» Goal:
Pick out every line in the records below that contains the word "orange", and copy each of those lines in full. Match case exactly.

*** Provided entries

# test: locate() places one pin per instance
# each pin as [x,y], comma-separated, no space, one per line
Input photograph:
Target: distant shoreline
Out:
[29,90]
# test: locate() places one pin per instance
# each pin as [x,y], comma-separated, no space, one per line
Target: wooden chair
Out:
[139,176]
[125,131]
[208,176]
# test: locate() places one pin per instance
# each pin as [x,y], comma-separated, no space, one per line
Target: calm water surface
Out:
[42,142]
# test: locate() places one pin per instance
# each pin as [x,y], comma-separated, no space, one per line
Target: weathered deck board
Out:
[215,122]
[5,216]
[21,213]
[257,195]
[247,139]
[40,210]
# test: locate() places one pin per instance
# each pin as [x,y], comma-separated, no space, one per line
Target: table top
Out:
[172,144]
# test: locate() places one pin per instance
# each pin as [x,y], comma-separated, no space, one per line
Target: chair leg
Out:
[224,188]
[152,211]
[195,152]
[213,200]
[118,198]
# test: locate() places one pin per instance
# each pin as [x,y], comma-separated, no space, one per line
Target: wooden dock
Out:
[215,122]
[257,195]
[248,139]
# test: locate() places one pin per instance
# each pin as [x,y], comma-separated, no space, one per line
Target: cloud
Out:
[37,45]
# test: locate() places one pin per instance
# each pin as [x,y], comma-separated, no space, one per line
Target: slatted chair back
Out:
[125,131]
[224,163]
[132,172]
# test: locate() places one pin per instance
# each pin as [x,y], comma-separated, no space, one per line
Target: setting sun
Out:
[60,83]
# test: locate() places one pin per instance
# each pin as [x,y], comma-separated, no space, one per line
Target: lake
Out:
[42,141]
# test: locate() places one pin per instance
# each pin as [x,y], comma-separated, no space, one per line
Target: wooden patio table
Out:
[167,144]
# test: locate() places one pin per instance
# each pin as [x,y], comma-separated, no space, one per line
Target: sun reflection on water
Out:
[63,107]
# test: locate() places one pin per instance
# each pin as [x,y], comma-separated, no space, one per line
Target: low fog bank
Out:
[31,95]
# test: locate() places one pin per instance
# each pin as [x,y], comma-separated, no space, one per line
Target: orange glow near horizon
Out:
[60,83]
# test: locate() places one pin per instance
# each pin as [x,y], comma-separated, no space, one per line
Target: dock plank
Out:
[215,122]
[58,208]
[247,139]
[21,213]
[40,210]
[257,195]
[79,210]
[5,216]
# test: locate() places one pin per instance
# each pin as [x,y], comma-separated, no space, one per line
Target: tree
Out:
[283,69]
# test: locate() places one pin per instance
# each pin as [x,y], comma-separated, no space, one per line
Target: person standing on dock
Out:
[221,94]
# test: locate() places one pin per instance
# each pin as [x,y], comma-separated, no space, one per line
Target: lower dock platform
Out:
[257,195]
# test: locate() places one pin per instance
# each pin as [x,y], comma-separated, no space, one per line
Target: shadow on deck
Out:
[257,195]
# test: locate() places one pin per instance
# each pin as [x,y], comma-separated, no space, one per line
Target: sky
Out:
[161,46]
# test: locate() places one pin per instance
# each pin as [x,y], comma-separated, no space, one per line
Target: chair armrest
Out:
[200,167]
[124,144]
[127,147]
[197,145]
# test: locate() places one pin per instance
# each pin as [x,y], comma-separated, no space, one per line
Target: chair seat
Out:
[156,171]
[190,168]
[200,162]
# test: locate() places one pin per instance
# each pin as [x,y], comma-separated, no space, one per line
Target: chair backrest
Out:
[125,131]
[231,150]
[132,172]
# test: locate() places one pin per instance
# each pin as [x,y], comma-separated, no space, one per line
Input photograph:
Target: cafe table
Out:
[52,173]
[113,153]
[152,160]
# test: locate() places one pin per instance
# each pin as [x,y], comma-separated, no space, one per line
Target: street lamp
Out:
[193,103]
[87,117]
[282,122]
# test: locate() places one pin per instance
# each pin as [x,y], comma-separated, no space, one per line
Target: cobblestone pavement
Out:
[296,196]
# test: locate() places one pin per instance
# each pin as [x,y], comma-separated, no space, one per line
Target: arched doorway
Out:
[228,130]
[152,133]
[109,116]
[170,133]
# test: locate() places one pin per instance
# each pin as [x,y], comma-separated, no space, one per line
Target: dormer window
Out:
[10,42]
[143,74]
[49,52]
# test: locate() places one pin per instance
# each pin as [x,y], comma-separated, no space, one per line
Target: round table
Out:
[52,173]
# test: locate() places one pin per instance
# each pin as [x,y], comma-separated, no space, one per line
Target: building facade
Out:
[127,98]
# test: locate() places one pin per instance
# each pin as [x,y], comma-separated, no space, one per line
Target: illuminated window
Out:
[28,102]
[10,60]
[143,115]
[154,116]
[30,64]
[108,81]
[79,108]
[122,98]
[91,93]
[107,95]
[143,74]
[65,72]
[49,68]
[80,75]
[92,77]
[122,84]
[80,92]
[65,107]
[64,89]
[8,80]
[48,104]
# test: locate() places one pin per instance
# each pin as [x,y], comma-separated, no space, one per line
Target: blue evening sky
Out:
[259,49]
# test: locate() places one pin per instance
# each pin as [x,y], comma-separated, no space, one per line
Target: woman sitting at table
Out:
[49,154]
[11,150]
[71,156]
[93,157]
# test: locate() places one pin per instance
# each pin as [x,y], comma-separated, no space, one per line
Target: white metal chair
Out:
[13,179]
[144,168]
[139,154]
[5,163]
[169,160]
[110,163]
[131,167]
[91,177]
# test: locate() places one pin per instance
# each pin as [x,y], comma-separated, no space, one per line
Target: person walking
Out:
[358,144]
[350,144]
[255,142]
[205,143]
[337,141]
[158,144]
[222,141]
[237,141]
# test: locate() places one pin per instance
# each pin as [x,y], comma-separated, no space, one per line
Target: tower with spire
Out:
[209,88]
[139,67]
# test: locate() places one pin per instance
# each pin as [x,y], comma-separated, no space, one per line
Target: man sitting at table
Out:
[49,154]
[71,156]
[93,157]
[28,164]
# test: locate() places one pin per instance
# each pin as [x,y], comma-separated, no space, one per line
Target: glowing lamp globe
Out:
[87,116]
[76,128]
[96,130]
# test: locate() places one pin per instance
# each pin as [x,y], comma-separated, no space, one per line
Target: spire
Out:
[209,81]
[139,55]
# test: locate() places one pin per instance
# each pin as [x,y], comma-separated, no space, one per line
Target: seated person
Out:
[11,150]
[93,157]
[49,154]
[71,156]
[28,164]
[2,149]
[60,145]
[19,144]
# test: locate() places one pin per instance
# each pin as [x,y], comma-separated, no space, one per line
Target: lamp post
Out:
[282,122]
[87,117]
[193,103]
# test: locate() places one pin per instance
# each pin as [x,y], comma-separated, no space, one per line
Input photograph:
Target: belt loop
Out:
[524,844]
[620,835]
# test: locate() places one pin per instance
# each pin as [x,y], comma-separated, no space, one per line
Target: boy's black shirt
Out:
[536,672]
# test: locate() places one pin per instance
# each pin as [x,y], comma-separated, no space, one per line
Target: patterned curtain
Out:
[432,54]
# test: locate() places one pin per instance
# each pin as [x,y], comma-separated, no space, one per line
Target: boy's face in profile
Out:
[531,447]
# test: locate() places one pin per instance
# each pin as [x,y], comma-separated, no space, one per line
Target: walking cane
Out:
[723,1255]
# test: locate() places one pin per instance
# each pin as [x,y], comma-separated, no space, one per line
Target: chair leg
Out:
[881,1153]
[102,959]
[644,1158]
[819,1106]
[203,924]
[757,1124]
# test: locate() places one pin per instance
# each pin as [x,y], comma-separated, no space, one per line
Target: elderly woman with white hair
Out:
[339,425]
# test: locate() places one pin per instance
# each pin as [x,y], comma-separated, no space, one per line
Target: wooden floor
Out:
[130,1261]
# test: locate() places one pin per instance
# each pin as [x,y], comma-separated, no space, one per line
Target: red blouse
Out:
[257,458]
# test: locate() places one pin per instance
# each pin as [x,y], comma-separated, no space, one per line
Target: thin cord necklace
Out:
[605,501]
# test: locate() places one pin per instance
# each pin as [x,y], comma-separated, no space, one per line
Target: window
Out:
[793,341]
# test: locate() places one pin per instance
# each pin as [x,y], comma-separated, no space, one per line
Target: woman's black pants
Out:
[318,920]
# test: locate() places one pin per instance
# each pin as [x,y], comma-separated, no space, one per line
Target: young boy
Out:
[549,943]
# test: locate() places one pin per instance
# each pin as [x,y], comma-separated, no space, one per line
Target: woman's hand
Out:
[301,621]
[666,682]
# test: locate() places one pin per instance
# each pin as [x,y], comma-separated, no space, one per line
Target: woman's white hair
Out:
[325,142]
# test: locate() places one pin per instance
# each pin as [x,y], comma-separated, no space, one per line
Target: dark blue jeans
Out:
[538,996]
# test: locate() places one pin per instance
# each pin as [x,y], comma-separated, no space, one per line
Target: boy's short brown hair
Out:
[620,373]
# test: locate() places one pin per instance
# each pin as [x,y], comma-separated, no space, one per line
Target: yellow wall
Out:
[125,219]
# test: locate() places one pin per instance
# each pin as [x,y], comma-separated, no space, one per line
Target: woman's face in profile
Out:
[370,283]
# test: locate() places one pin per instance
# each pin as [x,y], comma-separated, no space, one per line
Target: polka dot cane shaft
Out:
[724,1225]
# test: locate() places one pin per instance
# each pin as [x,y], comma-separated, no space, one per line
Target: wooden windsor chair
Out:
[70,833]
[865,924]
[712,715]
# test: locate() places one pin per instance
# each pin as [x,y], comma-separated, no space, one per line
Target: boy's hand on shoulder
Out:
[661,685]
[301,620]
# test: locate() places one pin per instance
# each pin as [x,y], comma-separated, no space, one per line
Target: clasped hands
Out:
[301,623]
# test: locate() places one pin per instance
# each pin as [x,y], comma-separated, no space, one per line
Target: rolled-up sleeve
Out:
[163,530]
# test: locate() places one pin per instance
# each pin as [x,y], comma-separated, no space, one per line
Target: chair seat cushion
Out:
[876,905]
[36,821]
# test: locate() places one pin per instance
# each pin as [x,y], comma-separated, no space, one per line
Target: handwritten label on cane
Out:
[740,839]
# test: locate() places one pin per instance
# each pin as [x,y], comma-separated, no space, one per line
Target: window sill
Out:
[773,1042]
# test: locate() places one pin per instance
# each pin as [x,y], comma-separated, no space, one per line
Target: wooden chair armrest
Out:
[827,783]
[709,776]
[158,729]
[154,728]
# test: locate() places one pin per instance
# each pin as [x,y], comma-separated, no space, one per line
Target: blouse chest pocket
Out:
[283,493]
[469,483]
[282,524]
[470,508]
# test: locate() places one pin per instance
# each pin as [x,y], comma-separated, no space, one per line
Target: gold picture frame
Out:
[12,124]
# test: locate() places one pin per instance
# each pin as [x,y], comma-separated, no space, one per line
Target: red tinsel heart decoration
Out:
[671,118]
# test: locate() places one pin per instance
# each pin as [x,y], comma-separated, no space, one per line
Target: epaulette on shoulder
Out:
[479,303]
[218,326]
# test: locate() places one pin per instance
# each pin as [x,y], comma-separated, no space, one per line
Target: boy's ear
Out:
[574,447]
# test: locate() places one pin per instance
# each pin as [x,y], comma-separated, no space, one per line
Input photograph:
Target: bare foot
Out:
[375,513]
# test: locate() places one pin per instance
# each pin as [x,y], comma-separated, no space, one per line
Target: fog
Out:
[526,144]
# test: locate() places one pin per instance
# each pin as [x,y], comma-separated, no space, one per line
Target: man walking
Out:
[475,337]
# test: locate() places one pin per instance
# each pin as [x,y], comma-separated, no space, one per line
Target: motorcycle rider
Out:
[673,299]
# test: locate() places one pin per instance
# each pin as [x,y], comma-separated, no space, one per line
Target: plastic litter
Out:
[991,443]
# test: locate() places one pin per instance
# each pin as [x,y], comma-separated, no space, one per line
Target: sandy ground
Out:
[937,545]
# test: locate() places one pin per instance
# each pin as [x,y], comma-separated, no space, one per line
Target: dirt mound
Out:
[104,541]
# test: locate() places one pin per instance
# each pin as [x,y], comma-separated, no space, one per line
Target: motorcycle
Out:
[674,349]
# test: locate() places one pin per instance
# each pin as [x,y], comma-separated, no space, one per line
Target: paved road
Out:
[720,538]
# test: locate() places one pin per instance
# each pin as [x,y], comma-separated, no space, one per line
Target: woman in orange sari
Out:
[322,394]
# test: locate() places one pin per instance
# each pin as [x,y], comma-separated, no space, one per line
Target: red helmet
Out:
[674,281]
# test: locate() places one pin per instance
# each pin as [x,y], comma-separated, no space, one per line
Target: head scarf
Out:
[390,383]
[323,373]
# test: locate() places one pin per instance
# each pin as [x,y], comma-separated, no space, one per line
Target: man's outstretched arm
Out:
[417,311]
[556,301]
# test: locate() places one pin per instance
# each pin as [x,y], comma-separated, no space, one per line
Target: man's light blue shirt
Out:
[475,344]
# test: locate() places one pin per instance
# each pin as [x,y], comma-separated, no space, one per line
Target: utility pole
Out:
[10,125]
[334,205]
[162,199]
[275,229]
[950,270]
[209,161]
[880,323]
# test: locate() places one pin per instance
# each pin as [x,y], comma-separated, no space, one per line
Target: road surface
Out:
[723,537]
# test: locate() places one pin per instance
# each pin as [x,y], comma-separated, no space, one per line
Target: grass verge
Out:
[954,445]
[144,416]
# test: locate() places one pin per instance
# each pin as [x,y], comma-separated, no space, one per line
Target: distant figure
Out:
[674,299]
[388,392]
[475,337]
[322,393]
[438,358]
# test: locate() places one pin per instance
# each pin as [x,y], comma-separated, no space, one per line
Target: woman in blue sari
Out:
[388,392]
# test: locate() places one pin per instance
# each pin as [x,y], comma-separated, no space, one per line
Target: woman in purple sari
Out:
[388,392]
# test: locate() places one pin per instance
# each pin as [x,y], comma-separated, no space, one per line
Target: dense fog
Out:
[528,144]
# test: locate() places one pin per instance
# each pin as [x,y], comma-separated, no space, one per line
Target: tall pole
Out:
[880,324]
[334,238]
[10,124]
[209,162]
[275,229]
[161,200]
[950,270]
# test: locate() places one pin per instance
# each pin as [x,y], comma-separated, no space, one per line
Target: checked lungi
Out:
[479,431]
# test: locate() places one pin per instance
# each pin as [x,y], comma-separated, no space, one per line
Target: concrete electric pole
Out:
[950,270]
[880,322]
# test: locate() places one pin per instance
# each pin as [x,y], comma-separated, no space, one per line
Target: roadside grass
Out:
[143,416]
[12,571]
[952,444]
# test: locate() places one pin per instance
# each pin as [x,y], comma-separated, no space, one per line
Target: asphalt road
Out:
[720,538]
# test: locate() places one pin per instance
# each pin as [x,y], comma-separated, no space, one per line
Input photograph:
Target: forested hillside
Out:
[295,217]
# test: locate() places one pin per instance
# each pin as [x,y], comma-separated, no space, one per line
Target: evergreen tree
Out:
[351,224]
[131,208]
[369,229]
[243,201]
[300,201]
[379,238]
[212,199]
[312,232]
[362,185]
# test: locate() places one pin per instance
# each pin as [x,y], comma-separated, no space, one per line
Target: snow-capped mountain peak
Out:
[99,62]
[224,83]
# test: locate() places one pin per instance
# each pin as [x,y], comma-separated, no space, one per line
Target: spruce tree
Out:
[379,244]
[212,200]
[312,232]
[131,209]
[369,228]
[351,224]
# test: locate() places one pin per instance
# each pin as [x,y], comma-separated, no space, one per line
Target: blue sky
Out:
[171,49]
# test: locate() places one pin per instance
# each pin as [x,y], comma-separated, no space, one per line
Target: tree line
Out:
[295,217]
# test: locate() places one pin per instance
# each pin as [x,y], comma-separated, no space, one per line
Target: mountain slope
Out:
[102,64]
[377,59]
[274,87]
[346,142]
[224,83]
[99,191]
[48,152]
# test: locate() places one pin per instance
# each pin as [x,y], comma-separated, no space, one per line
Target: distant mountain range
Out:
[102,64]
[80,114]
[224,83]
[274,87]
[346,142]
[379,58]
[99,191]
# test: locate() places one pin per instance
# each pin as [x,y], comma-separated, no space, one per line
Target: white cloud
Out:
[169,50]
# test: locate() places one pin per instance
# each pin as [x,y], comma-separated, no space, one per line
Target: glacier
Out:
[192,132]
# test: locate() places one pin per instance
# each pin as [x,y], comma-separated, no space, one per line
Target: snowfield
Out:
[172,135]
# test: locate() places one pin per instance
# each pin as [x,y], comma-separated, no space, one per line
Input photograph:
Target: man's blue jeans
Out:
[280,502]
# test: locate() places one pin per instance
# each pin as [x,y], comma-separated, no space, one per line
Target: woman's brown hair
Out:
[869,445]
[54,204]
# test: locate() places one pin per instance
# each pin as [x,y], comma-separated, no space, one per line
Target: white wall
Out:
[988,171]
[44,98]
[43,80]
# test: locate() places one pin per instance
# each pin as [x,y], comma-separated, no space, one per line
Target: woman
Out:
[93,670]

******

» Full solution:
Target: orange glow near horizon
Target: woman in orange sari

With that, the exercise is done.